• Task statement: Which lines below contain the word "every"? Pick out each of them and copy it in full.

·····

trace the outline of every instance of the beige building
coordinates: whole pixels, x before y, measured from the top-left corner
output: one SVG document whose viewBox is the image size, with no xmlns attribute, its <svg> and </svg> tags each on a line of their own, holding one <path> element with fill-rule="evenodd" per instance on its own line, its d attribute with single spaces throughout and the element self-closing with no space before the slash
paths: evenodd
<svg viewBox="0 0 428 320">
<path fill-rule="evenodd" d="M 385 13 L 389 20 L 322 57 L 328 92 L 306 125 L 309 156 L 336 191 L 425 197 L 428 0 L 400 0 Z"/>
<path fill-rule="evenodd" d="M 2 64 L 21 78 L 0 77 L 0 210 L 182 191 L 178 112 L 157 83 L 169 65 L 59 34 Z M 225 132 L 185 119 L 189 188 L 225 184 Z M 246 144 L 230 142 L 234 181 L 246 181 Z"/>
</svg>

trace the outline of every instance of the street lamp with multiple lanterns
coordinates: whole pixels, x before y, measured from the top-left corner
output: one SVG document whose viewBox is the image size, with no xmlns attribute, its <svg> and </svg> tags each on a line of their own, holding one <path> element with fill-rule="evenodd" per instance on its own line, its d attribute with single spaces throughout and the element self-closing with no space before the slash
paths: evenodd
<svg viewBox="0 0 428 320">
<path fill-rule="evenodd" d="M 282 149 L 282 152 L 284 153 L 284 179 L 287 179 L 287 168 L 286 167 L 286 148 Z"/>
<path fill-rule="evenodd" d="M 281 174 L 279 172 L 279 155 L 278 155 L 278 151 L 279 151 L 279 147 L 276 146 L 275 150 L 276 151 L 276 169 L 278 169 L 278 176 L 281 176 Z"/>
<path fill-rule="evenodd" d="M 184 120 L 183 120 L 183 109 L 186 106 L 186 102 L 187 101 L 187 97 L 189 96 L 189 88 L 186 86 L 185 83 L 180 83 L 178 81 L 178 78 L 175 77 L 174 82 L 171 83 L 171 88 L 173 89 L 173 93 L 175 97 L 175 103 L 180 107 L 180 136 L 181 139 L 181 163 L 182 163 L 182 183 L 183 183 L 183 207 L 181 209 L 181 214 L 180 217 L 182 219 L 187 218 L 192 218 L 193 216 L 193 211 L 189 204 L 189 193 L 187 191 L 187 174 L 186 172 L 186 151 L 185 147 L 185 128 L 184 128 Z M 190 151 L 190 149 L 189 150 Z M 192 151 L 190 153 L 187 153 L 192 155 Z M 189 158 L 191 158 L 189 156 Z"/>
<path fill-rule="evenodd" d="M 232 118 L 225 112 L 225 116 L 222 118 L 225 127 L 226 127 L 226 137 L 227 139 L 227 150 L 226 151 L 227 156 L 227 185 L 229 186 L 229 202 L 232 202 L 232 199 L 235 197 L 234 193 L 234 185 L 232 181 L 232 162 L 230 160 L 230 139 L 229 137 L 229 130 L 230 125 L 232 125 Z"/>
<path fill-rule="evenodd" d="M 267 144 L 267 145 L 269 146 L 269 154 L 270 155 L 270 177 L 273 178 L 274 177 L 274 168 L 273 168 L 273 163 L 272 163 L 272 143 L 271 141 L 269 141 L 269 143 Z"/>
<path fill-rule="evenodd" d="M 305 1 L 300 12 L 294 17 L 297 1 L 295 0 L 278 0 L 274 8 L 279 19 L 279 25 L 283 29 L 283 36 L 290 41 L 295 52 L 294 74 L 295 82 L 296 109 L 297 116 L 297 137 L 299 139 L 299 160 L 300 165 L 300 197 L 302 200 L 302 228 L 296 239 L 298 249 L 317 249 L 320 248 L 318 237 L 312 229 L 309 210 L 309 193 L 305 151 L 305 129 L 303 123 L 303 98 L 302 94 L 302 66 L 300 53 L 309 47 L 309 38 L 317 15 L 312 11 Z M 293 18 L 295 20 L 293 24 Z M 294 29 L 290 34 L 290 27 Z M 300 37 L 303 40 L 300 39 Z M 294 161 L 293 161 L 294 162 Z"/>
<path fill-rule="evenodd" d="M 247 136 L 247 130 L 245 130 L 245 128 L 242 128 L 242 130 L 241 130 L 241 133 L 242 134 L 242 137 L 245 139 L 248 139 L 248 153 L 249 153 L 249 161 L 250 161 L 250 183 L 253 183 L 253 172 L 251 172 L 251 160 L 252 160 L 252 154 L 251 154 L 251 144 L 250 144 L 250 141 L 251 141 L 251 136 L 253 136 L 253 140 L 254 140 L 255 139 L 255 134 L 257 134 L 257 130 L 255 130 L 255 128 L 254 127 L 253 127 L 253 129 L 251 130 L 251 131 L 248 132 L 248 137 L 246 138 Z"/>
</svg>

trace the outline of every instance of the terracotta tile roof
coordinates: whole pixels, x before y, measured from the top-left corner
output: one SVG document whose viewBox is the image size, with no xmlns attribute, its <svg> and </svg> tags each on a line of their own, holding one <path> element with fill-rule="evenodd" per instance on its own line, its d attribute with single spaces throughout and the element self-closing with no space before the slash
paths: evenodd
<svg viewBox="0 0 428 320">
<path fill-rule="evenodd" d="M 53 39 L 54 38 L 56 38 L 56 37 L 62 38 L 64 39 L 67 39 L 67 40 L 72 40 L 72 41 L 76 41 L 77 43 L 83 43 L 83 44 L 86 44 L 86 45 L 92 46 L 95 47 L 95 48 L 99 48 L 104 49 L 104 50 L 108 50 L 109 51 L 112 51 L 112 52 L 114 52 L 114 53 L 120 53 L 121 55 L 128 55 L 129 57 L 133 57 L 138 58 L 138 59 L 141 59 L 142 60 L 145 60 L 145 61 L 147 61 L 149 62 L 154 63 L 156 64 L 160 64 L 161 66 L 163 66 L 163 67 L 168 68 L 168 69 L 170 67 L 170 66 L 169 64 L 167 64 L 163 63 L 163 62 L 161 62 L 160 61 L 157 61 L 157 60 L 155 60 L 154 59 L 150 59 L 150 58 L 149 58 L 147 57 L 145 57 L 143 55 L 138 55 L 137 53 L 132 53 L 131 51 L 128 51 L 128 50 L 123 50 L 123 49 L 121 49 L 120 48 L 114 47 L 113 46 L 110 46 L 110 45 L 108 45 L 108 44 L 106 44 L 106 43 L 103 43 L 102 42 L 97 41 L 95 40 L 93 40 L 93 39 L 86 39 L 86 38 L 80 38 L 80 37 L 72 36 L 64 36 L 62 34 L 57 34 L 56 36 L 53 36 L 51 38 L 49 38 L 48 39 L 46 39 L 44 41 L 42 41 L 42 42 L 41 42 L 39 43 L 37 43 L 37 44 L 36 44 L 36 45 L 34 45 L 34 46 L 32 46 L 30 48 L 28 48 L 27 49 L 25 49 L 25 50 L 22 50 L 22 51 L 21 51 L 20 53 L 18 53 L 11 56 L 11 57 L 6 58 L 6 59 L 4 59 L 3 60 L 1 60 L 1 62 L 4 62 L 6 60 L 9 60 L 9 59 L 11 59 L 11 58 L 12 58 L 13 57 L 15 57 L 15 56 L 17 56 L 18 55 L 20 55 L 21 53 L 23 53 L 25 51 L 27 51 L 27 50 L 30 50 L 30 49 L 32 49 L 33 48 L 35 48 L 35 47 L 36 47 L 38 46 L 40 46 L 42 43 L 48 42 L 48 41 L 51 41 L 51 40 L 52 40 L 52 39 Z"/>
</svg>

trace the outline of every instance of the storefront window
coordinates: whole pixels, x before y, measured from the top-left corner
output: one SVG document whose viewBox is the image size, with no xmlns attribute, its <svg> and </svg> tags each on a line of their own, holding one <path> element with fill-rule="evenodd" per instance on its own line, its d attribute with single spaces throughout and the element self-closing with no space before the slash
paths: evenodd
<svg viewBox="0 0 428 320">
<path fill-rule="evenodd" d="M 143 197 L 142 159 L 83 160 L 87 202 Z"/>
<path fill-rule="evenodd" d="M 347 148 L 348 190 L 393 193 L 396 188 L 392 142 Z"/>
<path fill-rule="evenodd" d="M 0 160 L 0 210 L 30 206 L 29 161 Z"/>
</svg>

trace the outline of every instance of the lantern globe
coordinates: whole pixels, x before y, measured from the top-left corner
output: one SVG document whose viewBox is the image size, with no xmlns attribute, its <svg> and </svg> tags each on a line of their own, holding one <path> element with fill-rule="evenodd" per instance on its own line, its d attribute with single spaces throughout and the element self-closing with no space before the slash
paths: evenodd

·····

• The result:
trace the outline of every instance of the beige building
trace the outline of every instance of the street lamp with multiple lanterns
trace the outline of every instance of the terracotta tile roof
trace the outline of every instance of the storefront window
trace the outline of every instance of the lantern globe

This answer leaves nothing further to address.